#### Task item:
Please read the records below and return each line holding the string "logo".

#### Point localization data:
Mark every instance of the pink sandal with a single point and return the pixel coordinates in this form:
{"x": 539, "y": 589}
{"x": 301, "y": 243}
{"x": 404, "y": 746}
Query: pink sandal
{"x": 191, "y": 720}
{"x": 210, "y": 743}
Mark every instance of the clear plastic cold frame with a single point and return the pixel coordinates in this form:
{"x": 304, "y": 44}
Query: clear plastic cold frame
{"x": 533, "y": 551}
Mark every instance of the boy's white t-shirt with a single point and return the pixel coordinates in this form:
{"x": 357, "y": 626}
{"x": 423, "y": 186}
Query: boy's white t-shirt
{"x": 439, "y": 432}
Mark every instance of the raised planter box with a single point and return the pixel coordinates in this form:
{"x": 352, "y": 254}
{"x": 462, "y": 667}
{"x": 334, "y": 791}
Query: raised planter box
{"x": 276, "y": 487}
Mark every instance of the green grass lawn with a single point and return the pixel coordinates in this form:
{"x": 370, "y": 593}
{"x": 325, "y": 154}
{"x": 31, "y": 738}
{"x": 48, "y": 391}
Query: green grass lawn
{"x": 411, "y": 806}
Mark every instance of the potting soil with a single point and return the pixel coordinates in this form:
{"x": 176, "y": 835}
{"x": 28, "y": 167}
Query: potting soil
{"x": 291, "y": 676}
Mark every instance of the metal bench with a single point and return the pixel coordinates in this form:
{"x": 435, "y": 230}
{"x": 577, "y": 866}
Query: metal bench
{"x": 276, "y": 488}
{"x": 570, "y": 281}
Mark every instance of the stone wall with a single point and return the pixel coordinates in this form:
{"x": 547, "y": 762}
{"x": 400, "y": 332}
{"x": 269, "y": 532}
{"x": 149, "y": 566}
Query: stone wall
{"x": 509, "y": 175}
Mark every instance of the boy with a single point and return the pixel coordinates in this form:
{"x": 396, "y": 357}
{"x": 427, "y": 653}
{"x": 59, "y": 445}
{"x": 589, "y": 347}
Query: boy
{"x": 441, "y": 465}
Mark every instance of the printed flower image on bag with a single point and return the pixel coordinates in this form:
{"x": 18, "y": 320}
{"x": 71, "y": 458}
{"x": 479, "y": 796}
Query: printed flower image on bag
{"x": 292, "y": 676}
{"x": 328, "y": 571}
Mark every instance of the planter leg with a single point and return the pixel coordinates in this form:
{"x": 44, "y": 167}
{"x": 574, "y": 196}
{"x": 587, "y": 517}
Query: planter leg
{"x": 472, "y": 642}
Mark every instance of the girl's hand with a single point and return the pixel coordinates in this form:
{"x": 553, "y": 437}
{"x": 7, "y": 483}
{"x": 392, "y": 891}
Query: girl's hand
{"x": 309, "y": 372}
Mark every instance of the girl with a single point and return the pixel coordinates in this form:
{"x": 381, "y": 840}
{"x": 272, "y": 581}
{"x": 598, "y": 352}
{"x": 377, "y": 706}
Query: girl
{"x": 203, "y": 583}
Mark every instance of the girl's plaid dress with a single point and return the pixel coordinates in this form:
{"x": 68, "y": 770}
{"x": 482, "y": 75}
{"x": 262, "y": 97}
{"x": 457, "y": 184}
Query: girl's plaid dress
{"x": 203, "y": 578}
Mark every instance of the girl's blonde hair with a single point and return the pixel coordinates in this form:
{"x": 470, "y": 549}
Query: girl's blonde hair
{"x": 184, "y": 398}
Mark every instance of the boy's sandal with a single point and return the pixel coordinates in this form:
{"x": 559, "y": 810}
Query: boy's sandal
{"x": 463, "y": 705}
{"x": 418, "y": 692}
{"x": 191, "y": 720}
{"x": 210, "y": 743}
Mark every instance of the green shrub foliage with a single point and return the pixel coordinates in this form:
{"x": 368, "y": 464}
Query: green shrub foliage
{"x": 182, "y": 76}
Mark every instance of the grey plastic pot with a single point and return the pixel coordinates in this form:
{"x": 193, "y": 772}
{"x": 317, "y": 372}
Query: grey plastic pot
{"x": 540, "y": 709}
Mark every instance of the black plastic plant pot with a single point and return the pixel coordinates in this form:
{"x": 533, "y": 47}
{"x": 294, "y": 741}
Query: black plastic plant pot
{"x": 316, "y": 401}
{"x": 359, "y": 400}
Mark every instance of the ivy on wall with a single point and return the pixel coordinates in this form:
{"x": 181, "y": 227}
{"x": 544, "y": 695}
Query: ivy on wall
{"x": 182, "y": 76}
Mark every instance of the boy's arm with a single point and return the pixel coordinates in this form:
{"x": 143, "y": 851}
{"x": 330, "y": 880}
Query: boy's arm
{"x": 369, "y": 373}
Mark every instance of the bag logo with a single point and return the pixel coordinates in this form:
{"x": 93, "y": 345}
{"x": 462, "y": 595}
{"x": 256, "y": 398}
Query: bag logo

#### Response to the task:
Mark every instance of the bag logo with a single point and return the pixel coordinates in this form:
Query: bag logo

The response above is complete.